>>>>
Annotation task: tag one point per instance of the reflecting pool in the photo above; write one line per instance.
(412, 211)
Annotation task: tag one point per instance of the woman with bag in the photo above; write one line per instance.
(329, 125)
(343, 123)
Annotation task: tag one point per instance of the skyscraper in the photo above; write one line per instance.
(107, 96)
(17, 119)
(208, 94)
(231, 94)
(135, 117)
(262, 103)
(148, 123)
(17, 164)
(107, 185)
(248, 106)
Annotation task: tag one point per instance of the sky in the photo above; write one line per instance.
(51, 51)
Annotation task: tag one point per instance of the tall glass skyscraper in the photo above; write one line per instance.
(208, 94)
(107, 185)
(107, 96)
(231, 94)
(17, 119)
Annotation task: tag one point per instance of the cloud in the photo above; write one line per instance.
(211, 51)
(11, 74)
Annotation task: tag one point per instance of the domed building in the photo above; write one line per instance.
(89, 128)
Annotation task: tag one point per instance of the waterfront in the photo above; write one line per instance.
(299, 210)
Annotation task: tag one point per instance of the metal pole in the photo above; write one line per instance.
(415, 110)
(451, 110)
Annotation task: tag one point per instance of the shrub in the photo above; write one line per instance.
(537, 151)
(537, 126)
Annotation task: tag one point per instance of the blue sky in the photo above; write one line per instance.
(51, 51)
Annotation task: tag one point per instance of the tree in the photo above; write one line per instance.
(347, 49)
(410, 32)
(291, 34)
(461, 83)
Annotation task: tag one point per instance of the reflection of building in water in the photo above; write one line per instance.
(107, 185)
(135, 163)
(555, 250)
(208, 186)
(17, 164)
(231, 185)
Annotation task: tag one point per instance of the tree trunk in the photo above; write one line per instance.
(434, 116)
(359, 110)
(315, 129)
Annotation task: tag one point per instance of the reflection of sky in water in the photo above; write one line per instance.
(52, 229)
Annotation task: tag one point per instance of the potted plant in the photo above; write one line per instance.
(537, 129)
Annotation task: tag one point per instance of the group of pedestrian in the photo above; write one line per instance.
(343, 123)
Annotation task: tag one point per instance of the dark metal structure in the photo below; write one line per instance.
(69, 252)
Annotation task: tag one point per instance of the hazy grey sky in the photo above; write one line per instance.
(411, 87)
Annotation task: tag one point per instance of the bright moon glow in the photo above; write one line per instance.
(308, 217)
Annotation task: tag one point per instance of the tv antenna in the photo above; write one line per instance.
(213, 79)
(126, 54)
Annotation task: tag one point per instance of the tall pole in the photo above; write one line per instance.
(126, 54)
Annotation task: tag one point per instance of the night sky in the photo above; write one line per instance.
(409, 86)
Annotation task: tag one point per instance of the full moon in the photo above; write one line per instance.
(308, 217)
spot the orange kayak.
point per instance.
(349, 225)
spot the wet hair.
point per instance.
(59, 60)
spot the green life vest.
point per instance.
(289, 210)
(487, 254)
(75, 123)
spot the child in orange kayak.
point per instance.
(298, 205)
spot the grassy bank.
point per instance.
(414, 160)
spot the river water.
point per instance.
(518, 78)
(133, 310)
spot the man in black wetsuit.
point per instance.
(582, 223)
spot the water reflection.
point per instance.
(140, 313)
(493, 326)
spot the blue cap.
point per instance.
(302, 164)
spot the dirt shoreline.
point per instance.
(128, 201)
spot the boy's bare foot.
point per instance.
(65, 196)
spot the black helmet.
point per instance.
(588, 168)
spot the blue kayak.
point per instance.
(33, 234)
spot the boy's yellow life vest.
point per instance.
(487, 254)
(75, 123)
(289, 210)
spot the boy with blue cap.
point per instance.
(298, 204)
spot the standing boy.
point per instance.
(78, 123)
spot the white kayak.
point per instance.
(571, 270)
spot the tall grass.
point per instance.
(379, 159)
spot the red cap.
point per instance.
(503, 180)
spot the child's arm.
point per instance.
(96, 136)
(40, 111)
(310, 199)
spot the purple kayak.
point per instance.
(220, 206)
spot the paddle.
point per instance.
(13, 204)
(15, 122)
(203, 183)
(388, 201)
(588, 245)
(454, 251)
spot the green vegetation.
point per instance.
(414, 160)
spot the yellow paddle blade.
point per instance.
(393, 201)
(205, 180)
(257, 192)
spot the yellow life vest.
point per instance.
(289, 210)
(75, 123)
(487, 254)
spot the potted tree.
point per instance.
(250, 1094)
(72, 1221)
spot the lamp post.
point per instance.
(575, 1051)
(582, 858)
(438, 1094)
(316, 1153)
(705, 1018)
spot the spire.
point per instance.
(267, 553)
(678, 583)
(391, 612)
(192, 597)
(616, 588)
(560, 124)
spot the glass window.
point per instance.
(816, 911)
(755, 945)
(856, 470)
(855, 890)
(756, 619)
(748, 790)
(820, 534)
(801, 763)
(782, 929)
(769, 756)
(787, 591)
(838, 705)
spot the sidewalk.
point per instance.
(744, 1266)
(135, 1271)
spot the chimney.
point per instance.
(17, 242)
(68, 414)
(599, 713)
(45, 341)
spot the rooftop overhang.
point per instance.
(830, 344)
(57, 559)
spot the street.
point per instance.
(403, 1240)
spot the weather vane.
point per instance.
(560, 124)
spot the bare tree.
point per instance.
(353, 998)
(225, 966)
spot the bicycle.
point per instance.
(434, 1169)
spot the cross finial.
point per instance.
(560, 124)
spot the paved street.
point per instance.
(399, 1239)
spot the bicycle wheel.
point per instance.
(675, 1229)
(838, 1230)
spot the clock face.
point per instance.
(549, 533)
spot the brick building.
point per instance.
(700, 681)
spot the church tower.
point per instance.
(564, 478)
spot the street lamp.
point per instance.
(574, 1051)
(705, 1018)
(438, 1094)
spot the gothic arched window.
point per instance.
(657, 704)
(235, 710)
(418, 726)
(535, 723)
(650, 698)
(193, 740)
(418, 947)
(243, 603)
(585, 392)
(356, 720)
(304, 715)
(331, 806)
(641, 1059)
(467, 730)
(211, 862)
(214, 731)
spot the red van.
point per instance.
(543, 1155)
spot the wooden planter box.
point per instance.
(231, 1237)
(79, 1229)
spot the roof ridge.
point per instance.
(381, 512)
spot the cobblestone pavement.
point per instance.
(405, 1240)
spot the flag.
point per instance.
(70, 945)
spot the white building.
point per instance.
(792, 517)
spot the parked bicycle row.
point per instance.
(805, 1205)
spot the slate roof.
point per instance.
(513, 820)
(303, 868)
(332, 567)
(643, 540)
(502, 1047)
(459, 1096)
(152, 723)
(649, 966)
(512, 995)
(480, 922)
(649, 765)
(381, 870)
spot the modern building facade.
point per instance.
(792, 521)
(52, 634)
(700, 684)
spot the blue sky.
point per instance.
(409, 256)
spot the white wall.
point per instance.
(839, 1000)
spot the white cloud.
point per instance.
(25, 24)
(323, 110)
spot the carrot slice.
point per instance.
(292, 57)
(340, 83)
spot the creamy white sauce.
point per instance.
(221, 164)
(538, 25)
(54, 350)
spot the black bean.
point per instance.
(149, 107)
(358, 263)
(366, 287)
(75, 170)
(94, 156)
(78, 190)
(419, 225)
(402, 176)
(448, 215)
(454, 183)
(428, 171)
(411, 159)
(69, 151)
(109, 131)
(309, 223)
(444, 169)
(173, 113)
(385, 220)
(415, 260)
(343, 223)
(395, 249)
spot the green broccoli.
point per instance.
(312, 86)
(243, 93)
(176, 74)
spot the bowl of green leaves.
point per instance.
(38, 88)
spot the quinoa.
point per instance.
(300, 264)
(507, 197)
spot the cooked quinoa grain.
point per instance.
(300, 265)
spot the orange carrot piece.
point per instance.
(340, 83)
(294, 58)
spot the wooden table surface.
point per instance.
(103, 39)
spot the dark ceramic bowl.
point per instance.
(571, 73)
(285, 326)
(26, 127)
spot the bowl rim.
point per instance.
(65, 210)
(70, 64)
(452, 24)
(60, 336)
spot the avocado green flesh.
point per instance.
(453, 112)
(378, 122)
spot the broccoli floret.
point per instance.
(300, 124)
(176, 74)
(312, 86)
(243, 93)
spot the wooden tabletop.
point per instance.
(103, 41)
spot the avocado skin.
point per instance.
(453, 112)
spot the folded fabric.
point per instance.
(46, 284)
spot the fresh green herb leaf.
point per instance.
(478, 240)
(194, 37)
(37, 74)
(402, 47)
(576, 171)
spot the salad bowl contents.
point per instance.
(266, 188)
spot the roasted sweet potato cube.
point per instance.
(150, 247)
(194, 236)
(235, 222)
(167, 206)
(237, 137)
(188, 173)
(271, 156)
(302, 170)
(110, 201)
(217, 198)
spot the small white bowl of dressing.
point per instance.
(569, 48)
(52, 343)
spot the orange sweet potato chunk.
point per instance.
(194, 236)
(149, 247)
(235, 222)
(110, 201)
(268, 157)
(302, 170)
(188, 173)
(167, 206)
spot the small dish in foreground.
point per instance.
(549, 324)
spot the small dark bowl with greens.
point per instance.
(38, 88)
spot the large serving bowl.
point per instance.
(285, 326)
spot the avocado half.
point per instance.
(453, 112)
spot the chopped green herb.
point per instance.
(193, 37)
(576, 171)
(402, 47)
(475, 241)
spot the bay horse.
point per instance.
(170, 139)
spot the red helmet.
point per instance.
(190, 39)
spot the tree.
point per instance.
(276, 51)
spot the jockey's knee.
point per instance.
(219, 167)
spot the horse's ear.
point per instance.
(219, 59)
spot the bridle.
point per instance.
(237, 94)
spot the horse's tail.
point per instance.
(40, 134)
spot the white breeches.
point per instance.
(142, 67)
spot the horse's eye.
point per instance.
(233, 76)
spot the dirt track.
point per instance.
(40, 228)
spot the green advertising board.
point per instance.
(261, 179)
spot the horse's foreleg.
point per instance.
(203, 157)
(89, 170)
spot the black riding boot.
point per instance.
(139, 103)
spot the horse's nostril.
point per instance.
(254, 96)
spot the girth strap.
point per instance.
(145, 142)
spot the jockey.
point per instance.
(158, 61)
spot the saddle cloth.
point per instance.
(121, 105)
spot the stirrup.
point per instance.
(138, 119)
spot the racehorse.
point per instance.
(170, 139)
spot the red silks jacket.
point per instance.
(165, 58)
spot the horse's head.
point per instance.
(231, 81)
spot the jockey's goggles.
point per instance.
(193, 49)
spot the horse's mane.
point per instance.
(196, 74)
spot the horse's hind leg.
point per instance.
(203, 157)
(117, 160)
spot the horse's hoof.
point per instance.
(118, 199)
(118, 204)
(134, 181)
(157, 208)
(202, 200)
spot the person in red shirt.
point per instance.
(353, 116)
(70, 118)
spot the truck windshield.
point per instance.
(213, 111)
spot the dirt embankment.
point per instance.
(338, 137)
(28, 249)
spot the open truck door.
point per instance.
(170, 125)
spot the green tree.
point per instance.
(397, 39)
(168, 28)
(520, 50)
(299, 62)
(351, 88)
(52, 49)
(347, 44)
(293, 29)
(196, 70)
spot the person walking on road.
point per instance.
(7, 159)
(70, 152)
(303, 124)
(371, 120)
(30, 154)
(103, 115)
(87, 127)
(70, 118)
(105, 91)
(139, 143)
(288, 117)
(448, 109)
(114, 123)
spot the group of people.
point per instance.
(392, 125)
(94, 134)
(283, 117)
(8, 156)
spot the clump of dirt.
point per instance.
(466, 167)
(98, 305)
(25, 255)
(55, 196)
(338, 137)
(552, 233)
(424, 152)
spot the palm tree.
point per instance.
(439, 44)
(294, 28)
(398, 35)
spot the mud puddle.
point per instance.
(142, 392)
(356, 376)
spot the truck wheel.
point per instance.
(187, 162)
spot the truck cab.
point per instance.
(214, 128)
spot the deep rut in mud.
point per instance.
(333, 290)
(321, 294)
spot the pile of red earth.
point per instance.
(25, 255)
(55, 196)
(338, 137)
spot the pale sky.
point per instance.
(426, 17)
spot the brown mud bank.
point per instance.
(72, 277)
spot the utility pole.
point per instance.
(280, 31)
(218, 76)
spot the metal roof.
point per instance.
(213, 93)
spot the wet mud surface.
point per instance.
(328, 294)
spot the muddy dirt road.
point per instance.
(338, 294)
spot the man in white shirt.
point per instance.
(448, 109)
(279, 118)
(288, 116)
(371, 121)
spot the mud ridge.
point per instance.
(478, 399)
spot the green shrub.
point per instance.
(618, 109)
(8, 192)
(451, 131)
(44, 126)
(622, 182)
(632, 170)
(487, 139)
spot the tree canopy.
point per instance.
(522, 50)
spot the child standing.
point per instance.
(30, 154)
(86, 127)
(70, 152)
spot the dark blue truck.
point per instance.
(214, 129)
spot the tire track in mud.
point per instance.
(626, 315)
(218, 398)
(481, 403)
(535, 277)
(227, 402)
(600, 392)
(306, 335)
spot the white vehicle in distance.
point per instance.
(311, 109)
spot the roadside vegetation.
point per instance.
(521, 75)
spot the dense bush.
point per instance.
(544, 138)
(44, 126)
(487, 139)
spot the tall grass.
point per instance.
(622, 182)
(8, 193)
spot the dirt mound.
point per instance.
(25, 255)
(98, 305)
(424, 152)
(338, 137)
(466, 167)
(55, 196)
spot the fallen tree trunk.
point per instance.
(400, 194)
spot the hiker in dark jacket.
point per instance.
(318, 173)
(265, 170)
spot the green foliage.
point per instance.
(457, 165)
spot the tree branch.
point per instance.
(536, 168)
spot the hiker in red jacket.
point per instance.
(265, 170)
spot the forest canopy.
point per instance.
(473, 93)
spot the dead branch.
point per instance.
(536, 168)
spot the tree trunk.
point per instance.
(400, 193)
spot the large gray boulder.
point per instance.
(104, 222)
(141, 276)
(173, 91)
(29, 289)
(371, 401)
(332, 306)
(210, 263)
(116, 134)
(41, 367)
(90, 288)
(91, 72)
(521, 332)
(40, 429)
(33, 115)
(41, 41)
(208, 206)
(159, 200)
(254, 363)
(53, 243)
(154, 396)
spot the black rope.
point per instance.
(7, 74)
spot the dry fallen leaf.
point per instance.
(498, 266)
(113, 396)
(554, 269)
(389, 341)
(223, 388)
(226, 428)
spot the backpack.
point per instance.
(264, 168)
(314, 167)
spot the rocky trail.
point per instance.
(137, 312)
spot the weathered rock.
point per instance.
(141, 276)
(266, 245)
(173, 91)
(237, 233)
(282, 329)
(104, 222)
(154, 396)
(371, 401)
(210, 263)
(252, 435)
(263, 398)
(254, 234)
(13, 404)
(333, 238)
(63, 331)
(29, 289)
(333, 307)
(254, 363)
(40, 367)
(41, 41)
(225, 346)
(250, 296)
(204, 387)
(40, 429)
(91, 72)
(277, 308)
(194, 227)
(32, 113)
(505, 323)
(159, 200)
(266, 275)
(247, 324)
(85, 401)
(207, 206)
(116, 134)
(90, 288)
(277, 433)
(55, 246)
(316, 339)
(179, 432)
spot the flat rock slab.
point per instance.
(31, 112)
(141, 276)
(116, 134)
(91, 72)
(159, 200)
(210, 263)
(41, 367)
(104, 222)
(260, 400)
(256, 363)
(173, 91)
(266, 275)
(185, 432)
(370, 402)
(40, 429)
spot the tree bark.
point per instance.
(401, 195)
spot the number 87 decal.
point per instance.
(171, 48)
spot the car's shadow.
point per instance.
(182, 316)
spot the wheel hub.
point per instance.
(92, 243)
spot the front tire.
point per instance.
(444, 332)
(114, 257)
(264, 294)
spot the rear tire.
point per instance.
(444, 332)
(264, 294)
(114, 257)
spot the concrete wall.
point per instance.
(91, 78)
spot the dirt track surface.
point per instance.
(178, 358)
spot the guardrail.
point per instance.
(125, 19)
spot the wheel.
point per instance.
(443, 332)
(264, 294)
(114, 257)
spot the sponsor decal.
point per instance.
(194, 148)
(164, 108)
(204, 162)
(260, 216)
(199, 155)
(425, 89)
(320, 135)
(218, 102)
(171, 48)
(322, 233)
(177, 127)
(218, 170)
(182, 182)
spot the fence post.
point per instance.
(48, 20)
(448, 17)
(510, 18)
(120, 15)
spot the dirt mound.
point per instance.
<<<<
-- Task directions --
Using the records above, report how many lines include "post", with no words around the number.

-- Answer to the problem --
2